**Texte fourni:**
########

Copyright Atsushi Nishijima

La vie de Bailey n'est pas très joyeuse. Ses parents sont séparés, vivant chacun à des endroits différents. Dans sa chambre, elle dort sur un matelas posé sur le sol. Et sa famille manque cruellement d'argent – si bien que son père s'est procuré un crapaud qui aurait la capacité de produire une bave hallucinogène, qui une fois vendue comme drogue rapporterait de l'argent. Comme Mia dans Fish Tank (2009), Bailey essaie de s'échapper de cette condition remplie de misère et de solitude, à la recherche d'occupations. Sauf que l'aquarium duquel il faut sortir n'est plus uniquement le foyer. Il s'agit du monde entier, parce que la violence et la cruauté sont partout, que ce soit dans les foyers où des pères de familles se font corrigés par des adolescents, jusqu'à cette architecture s'imposant comme des murs de prisons ou des obstacles infranchissables. Le ciel apparaît ainsi comme le dernier espoir, celui de pouvoir déployer ses ailes et s'envoler loin d'une tristesse durable et trop ancrée.

Mais ça ne peut rester qu'un rêve (lointain), une apparition qui réconforte la perception d'un environnement. Telles les apparitions de Bird lui-même, à la fois mystérieuses, fantasques avec ses habits et surtout éphémères. Il accompagne et permet de rassurer Bailey dans certains moments, mais il est également qu'une figure / une image. Ses premières apparitions peuvent même faire penser à une illusion, tant il semble autant observateur du récit de Bailey que le spectateur d'une salle. Cette relation nouvelle pour Bailey lui permet de trouver l'affection et la détermination nécessaires pour affronter son quotidien et les défis qui le compose. Les apparitions de Bird fonctionnent comme une recharge de batterie, une reprise de souffle. Toute l'asphyxie du chaos quotidien qui se présente à elle (via une grossesse, une famille dysfonctionnelle, une violence conjugale, un trafic de drogue, la puberté) est modérée par ces apparitions d'ouvertures. Comme la fenêtre de la chambre de Bailey toujours ouverte, et laissant entrer le souffle du vent faisant bouger ces longs rideaux blancs, malgré la vue anti-poétique sur une ligne de trains.

########

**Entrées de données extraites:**

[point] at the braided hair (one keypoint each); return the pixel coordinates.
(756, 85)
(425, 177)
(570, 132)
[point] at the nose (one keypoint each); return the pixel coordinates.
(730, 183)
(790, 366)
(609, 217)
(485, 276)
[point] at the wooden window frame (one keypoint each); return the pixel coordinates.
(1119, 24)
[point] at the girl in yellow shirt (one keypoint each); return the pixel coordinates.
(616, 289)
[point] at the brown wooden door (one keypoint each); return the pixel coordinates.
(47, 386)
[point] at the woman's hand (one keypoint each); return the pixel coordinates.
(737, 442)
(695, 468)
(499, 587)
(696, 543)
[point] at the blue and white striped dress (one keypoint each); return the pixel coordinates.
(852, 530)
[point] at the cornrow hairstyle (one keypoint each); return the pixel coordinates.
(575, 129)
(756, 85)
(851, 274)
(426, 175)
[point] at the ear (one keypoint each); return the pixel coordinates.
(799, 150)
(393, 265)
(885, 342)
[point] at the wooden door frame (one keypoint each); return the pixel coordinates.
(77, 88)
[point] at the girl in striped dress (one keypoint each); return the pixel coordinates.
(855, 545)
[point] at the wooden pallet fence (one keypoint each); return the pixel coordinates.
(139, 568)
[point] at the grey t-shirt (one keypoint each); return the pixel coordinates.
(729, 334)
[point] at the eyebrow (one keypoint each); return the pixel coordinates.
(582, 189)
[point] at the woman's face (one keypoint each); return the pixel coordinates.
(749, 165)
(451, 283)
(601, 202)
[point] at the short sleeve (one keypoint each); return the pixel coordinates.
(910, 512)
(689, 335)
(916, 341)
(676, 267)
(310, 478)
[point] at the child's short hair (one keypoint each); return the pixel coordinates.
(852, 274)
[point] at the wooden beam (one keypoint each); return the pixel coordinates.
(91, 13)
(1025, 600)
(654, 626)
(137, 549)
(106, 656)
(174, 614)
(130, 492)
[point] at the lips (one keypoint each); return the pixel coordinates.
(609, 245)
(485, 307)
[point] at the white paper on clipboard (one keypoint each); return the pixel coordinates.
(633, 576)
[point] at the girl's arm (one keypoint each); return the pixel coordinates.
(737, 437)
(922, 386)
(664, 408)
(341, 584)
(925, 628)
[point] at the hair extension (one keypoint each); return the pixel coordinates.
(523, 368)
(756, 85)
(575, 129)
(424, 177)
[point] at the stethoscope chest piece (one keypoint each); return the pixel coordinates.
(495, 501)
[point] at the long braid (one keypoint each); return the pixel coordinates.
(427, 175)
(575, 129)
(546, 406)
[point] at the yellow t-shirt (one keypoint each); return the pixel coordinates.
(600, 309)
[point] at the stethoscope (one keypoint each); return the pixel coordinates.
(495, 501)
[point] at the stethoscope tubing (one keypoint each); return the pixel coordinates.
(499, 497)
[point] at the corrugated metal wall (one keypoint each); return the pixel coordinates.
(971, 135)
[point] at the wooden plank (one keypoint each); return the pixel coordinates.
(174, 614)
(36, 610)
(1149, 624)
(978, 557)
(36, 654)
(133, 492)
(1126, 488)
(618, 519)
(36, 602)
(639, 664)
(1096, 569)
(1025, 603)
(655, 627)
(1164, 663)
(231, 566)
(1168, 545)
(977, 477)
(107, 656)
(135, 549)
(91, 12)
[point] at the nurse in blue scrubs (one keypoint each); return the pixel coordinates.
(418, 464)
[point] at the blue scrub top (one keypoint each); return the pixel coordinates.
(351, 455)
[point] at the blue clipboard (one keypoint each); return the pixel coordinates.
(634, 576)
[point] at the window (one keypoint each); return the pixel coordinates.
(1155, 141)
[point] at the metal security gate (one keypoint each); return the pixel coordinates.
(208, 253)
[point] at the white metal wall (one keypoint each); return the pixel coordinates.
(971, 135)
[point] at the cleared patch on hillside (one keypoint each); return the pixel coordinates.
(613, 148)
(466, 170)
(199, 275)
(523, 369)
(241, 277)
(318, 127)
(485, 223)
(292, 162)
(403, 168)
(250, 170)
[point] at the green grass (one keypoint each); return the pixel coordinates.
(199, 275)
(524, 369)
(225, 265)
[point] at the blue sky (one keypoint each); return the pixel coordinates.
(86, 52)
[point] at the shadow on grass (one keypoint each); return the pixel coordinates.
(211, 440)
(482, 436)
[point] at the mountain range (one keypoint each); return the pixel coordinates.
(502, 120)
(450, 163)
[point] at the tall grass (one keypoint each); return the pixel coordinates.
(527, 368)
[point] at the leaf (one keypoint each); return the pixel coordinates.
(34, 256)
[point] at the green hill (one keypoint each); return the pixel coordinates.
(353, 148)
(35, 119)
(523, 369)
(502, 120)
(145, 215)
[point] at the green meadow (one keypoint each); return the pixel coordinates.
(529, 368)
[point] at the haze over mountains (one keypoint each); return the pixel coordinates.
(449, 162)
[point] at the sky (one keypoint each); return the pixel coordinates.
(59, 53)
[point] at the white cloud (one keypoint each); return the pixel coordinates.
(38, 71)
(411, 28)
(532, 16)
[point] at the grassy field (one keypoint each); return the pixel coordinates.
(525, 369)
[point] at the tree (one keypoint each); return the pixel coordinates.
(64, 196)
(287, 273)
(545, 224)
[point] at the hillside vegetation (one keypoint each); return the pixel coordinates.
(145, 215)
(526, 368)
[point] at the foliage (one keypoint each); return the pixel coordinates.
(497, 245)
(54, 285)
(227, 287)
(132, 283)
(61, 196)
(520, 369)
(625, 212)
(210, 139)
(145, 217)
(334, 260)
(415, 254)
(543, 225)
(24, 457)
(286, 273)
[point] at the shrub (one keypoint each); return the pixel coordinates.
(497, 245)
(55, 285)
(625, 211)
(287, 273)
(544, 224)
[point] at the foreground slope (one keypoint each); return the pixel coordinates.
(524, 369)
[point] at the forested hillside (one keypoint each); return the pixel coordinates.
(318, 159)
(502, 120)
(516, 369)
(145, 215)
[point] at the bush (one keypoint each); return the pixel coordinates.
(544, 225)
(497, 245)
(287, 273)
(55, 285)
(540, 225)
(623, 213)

########

**Consigne:**
Présentez sous forme de liste le paragraphe du texte fourni qui commence par « La vie de Bailey n'est pas très joyeuse », en gardant ses faits principaux.

**Réponse à la consigne:**
- Les parents de Bailey sont séparés et vivent chacun dans un endroit différent.
- Dans sa chambre, Bailey dort sur un matelas posé à même le sol.
- La famille manque cruellement d'argent.
- Son père s'est procuré un crapaud dont la bave serait hallucinogène, pour la vendre comme drogue.
- Comme Mia dans Fish Tank (2009), Bailey cherche des occupations pour échapper à la misère et à la solitude.
- L'« aquarium » dont elle doit sortir n'est plus seulement le foyer, mais le monde entier.
- La violence et la cruauté sont partout : dans les foyers, où des pères de famille sont corrigés par des adolescents, comme dans une architecture qui s'impose tels des murs de prison ou des obstacles infranchissables.
- Le ciel apparaît comme le dernier espoir de déployer ses ailes et de s'envoler loin d'une tristesse durable et profondément ancrée.